→ Assignment
Write out all of the lines below, exactly and completely.

→ Record extracts
════

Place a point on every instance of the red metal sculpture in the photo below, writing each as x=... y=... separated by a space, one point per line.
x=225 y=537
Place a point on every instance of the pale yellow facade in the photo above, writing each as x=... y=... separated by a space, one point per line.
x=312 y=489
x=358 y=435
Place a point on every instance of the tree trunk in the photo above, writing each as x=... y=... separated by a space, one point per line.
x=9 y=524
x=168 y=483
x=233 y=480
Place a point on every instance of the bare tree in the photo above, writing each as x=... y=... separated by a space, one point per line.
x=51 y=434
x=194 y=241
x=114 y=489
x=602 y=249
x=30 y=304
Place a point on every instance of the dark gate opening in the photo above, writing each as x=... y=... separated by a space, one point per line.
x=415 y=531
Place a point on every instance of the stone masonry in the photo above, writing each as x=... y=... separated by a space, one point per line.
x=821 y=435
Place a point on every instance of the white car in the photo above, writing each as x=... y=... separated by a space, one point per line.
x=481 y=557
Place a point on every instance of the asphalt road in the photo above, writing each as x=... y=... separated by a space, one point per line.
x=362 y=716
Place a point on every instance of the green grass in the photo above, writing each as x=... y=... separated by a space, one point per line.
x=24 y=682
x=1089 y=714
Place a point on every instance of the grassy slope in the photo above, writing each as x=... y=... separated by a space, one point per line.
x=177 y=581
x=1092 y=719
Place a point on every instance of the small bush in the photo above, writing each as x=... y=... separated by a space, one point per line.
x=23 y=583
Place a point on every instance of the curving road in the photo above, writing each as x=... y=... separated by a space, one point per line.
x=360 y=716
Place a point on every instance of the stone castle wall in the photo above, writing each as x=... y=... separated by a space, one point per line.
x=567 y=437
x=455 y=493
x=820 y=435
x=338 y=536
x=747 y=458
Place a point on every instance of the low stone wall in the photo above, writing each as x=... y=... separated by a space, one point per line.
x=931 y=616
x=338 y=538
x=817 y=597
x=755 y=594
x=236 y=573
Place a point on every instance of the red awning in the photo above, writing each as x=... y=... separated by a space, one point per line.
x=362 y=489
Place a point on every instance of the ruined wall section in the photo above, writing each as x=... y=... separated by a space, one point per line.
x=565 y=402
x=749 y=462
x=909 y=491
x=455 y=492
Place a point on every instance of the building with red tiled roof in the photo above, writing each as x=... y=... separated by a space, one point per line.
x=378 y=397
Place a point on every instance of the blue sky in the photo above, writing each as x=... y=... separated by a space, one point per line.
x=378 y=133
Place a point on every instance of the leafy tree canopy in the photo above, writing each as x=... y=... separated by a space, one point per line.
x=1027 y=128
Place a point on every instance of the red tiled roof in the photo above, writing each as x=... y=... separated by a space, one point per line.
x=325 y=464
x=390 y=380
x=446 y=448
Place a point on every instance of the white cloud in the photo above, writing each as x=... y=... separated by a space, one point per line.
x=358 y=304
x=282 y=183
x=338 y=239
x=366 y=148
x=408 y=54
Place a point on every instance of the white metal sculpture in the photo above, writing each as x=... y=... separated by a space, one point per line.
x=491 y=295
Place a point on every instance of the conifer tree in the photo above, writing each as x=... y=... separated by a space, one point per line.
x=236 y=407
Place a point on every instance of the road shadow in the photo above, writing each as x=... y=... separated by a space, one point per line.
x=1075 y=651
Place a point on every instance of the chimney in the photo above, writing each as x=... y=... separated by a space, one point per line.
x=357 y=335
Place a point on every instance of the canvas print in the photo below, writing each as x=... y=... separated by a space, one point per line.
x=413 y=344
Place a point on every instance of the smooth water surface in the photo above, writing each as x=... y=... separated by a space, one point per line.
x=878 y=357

════

→ Answer section
Place a point on every instance of the red metal sculpture in the photo below, writing each as x=... y=... separated by a space, one point per line.
x=225 y=537
Place a point on every instance of the pale yellow facade in the photo above, writing each as x=... y=... separated by a space, one point per line.
x=312 y=489
x=358 y=435
Place a point on every instance of the tree trunk in the photo above, writing each as x=... y=... separated by a space, one point per line.
x=9 y=524
x=168 y=483
x=233 y=480
Place a point on every instance of the bare tree in the photo above, writing each as x=... y=... separated by a space, one point per line.
x=51 y=434
x=194 y=241
x=114 y=489
x=602 y=249
x=30 y=304
Place a point on every instance of the dark gate opening in the photo above, writing each as x=... y=... separated by a space, one point per line.
x=415 y=531
Place a point on every instance of the stone masonry in the photo above, writing each as x=... y=... separated by a space, one point per line.
x=821 y=435
Place a point on every instance of the white car in the photo above, writing each as x=... y=... separated by a space, one point per line.
x=481 y=557
Place a point on every instance of the asphalt road in the photo above, writing each as x=... y=... separated by a space, one point per line.
x=362 y=716
Place a point on every instance of the green grass in the photo above, writing each as x=... y=... separated by a space, one point per line.
x=24 y=682
x=1089 y=714
Place a point on every instance of the grassy slope in the photo above, writing each as x=... y=... separated by a space, one point per line.
x=177 y=581
x=1092 y=719
Place a point on every instance of the small bush in the photo above, writing each as x=... y=... separated by a space, one point per line.
x=23 y=583
Place a point on every instance of the curving road in the photo above, writing each as x=... y=... separated by a space, one point per line.
x=360 y=716
Place a point on every instance of the stone castle wall in the photo above, writing each as x=... y=... separated by a space, one point per line.
x=567 y=437
x=455 y=493
x=820 y=435
x=338 y=536
x=747 y=458
Place a point on every instance of the low stone wall in the photo above, writing each as x=... y=... separated by a space, one point per line.
x=931 y=616
x=338 y=538
x=817 y=597
x=755 y=594
x=236 y=573
Place a point on every instance of the red awning in the photo above, writing each as x=... y=... separated by a space, one point per line.
x=362 y=489
Place a point on every instance of the ruined wall section in the photo above, writing each as x=... y=... separated by a space, one point per line.
x=565 y=402
x=749 y=462
x=909 y=491
x=455 y=492
Place a point on every instance of the building with red tiled roof in the photo above, writing each as x=... y=... separated by a space, one point per line.
x=378 y=397
Place a point on every instance of the blue sky in the photo above, writing each as x=... y=... separated by a space, one point per line.
x=378 y=133
Place a point on every instance of the leafy tree canopy in the photo above, writing each as x=... y=... separated by a space, one point per line.
x=1027 y=128
Place a point on every instance of the red tiled roof in the photo above, writing each as x=... y=... separated by a space, one point per line.
x=325 y=464
x=390 y=380
x=446 y=448
Place a point on every instance of the white cloud in the photo above, writing each as x=... y=... separated by a space, one point per line.
x=358 y=304
x=282 y=183
x=338 y=239
x=366 y=148
x=408 y=54
Place a point on every instance of the white metal sculpture in the photo above, writing each as x=... y=... separated by a space, one point per line.
x=491 y=295
Place a point on every instance of the conifer tree in the photo above, writing each as x=... y=... separated by a space, one point per line.
x=236 y=407
Place a point on every instance of the road shadow in the photo above, writing each as x=... y=... separated by a space, one point per line.
x=1075 y=651
Place a point on every instance of the chimney in the photo above, writing each as x=... y=... separated by a space, one point per line.
x=357 y=335
Place a point on every instance of the canvas print in the photo below, writing each as x=... y=... separated by a space, one point per line.
x=413 y=344
Place a point on every instance of the smooth water surface in the photo above, writing each as x=... y=... separated by a space, one point per line.
x=878 y=357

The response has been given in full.